Carry on the Saffire debugger text from the point where it stops.

>> START Document extract

The Saffire Debugger

Debugging

A rudimentary debugging system is available in src/components/debugger/dbgp. It’s based on Derick Rethan’s DBGP protocol, which is a language agnostic debugging protocol. However, most IDEs do not work well with custom languages. For isntance, PHPStorm, a popular IDE will not accept any other debugger connection except for specific PHP.

The only debugger currently available capable of dealing with DBGP decently is the Komodo IDE debugger.

For more information about DBGP, see the XDebug site.

A debugging connection is made to an IDE, mostly on IPv4 host, port 9000. This connection sends over information, from the engine to the IDE with XML. The IDe sends back information as commands and argument options like property_get -i 5 -n "$x['a b']" -d 0 -c 0 -p 0.

The reason for this is because this way it’s easier for a debugger to parse the incoming data from an IDE. The ide itself normally is already large and capabable of handling XML. A debugger isn’t always able to. However, sending out XML is a lot easier than parsing it.

With Saffire, debugging works by running the virtual machine in a different runmode : VM_RUNMODE_DEBUG. Only when we want to debug, this mode will be set, which is done by using the “–debug” flag on saffire exec (we will try and make this a bit more flexible, for instance, by allowing requests to setup debugging sessions for instance, but for security and for making it ourself not so difficult, we need to trigger it manually).

Once the VM_RUNMODE_DEBUG option is set, the VM initialization function vm_init() will call dbgp_init. This will create a debug_info structure: an (unfortunatelly, for now) global structure with information about the current debugging context.

Then, it will setup a connection to the configured IDE (dbgp_sock_init()) and will wait until a connection has been setup (it will retry every second).

As soon as a socket is opened, an init XML will be send out. This XML contains information about Saffire (and the debugger) which are of interest for the IDE. For instance, it will tell which language the debugger is using (so: saffire), which version, which thread, the IDE key, the application ID etc.

>> END Document extract
>> START Extracted material

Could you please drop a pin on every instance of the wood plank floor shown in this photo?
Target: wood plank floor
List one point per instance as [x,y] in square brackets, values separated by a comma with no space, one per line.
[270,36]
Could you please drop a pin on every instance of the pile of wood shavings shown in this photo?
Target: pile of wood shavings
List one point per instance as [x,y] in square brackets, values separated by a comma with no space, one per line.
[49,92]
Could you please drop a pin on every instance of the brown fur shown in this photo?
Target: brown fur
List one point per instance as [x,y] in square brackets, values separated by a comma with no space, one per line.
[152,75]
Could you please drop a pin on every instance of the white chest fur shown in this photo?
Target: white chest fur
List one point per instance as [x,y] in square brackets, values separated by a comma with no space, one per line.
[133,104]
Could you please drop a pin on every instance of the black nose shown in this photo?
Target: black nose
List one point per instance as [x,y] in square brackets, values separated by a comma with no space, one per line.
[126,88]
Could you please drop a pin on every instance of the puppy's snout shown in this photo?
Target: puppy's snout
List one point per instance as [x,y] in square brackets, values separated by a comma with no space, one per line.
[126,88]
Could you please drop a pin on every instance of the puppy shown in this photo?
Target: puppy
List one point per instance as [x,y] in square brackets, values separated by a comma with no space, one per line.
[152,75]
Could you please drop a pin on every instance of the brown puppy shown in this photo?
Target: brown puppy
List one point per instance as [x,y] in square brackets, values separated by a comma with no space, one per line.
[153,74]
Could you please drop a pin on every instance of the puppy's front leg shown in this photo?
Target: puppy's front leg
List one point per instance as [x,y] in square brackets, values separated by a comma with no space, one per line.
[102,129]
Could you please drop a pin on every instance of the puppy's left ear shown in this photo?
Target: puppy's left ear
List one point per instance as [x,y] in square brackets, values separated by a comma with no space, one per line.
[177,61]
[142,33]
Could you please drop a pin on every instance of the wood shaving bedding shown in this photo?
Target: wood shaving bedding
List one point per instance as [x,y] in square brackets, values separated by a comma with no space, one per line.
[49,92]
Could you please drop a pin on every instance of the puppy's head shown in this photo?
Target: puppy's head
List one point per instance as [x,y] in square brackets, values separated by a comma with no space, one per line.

>> END Extracted material

▶ **The answer**:
At this point, the debugger goes into a “listing mode” by calling dbgp_parse_incoming_commands(). This will wait for incoming commands from the IDE, and executes them. This will continue until a command places the debugger in RUNNING mode basically.

dbgp_read_commandline() will read the commands from the IDE (which works the same way as reading from command line arguments), and the dbgp_parse_incoming_command will handle the commands.

Note that we do not do anything with the VM here. The debugger is just inside a loop accepting, parsing and executing commands.

Each command comes with some information like a transaction id. If we return information to the IDE again, we must use the same transaction ID (an IDE can send out multiple commands without synchroniously waiting for a response).

The command that can be executed can be found in the dbgp_commands structure found in src/component/debugger/dbgp/commands.c. Not all of them are implemented yet though.

The feature_get command will return the features that the debugger has. For instance, the debugger does not support multiple sessions, so this feature flag will return 0 to the IDE.

context_names

This will return the different contexts in which variables reside. Currently Saffire supports ‘local’, ‘global’ and ‘built-ins’.

stack_get

This will return the complete stack of the current running program. This is why the stackframe is saved into the debugger info structure.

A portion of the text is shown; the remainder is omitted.